◆ Data to use
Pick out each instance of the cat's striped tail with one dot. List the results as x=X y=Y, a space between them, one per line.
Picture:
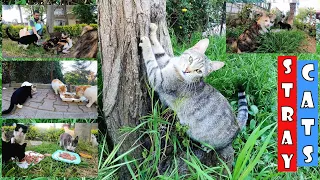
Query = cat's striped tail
x=242 y=116
x=8 y=110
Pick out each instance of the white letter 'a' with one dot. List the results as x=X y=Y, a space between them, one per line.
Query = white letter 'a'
x=307 y=101
x=305 y=72
x=287 y=63
x=287 y=87
x=286 y=160
x=286 y=139
x=286 y=113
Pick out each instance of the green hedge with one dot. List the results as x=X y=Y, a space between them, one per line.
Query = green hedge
x=309 y=29
x=72 y=30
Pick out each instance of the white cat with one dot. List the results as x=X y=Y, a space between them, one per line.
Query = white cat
x=58 y=86
x=67 y=46
x=89 y=92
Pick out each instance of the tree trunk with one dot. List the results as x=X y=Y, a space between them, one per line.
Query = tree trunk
x=83 y=130
x=21 y=19
x=122 y=23
x=223 y=18
x=291 y=13
x=50 y=18
x=65 y=14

◆ Aim of the task
Restate each record from above word for word, excluding any picture it holds.

◆ Task response
Pick out each instance of the cat's striped tail with one dot. List the results as x=X y=Y, a space between them, one per line.
Picture:
Query = cat's striped tail
x=242 y=116
x=8 y=110
Pick out each instance of the white letter 'a' with one dot. List the results as x=X y=Y, a space between them, one per line.
Query = white letter 'a'
x=307 y=101
x=305 y=72
x=287 y=63
x=287 y=87
x=286 y=160
x=286 y=139
x=286 y=113
Pick out each instance of the green hedge with one dot. List the results as x=X y=Y, a space between them, one per line.
Query = green hedge
x=309 y=29
x=72 y=30
Pick out each instance of the white cat with one dot. List the results as x=X y=Y, a space between them, one per line.
Query = white cat
x=58 y=86
x=67 y=46
x=89 y=92
Pick out each instance of the tree trunk with one dot. List the results as x=X y=Y, a space between them, one per line.
Query = tree trunk
x=83 y=130
x=21 y=19
x=122 y=23
x=223 y=18
x=291 y=13
x=50 y=18
x=65 y=14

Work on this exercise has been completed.